■ THE EXERCISE ■
Rescale the data in the stretch from the line containing "the sunlit leaf" through the end of the data, both ends included, and give only those lines again, requests included. Multiply every coordinate in the answers by 2.4 and round each result to a whole number, with halves rounded up.

■ DATASET CONTENT ■
____________________
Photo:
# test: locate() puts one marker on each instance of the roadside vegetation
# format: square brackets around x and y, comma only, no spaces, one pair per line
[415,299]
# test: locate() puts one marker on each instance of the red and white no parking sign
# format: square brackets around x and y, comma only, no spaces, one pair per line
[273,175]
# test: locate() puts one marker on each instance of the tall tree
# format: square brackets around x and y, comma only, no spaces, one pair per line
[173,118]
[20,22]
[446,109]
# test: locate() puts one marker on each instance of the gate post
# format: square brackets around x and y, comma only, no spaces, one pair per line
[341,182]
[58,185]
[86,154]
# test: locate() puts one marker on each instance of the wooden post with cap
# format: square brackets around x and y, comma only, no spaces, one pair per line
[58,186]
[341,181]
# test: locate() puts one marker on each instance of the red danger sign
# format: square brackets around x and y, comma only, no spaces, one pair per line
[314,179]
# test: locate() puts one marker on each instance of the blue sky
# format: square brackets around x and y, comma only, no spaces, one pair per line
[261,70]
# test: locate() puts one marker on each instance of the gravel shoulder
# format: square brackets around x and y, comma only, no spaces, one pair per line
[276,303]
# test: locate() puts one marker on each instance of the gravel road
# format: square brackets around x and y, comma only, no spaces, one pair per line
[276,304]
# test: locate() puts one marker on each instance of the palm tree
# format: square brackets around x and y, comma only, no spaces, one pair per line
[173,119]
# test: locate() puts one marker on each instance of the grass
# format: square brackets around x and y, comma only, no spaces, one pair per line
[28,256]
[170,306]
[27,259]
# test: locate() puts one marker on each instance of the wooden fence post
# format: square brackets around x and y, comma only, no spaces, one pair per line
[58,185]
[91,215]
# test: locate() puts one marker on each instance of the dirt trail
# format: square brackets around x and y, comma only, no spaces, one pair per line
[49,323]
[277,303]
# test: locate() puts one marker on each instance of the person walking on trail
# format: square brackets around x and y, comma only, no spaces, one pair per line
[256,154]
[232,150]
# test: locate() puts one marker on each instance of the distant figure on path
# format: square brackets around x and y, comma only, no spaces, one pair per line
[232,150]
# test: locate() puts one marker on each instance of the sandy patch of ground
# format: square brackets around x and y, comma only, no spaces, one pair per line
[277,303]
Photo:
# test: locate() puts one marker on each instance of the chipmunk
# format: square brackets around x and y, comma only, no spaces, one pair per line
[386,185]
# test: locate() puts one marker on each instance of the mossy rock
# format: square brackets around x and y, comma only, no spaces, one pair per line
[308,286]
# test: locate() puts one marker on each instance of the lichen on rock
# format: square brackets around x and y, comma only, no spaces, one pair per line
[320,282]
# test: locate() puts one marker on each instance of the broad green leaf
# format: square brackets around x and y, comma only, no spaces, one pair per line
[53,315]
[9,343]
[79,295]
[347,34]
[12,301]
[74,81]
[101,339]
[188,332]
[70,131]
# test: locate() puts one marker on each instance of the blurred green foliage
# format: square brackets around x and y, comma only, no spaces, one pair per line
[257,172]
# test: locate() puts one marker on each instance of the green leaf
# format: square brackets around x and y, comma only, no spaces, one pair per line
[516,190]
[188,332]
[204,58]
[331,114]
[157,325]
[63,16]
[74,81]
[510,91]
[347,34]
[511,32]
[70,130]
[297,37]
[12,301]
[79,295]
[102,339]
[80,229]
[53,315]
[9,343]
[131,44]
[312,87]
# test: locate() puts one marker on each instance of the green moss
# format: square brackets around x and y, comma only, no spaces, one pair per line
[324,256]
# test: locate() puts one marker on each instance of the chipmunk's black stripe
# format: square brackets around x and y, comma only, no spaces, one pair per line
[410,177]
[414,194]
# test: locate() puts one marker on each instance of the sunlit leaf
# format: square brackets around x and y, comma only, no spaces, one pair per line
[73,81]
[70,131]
____________________
■ SOLUTION BELOW ■
# test: locate() puts one marker on each instance of the sunlit leaf
# format: square brackets around x and y, comma only, no spaces, one pair per line
[175,194]
[168,314]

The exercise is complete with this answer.